Write out the entire listing below exactly, with the pictures left out.

───── GIVEN RECORDS

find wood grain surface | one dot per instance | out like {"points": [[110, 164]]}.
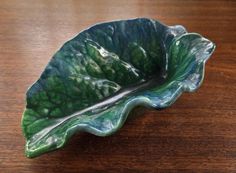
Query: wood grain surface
{"points": [[196, 134]]}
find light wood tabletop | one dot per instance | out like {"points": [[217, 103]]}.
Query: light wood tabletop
{"points": [[196, 134]]}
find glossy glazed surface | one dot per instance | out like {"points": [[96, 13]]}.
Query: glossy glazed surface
{"points": [[97, 78]]}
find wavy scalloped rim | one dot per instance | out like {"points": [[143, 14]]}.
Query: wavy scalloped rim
{"points": [[102, 124]]}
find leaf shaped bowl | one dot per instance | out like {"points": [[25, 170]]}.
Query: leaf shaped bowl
{"points": [[94, 80]]}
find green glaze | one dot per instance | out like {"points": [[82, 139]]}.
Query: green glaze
{"points": [[95, 80]]}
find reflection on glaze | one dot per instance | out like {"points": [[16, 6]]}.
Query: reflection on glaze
{"points": [[95, 79]]}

──────────

→ **ANSWER**:
find wood grain surface | one dot per instance | out like {"points": [[110, 164]]}.
Query: wood grain surface
{"points": [[196, 134]]}
find light wood tabletop | one dot per instance | out like {"points": [[217, 103]]}.
Query: light wood tabletop
{"points": [[196, 134]]}
find glossy glazed surface | one dot per instance | out like {"points": [[96, 13]]}.
Query: glossy glazed surface
{"points": [[97, 78]]}
find wavy scalloped rim | one dot per instance | out like {"points": [[143, 14]]}.
Query: wavy scalloped rim
{"points": [[102, 124]]}
find leaf shaped bowl | one dot per instance | out like {"points": [[25, 170]]}.
Query: leaf shaped bowl
{"points": [[94, 80]]}
find green glaze | one dot per instance | out like {"points": [[82, 139]]}.
Query: green glaze
{"points": [[95, 80]]}
find reflection on glaze | one dot per instance | out like {"points": [[16, 6]]}.
Query: reflection on glaze
{"points": [[95, 79]]}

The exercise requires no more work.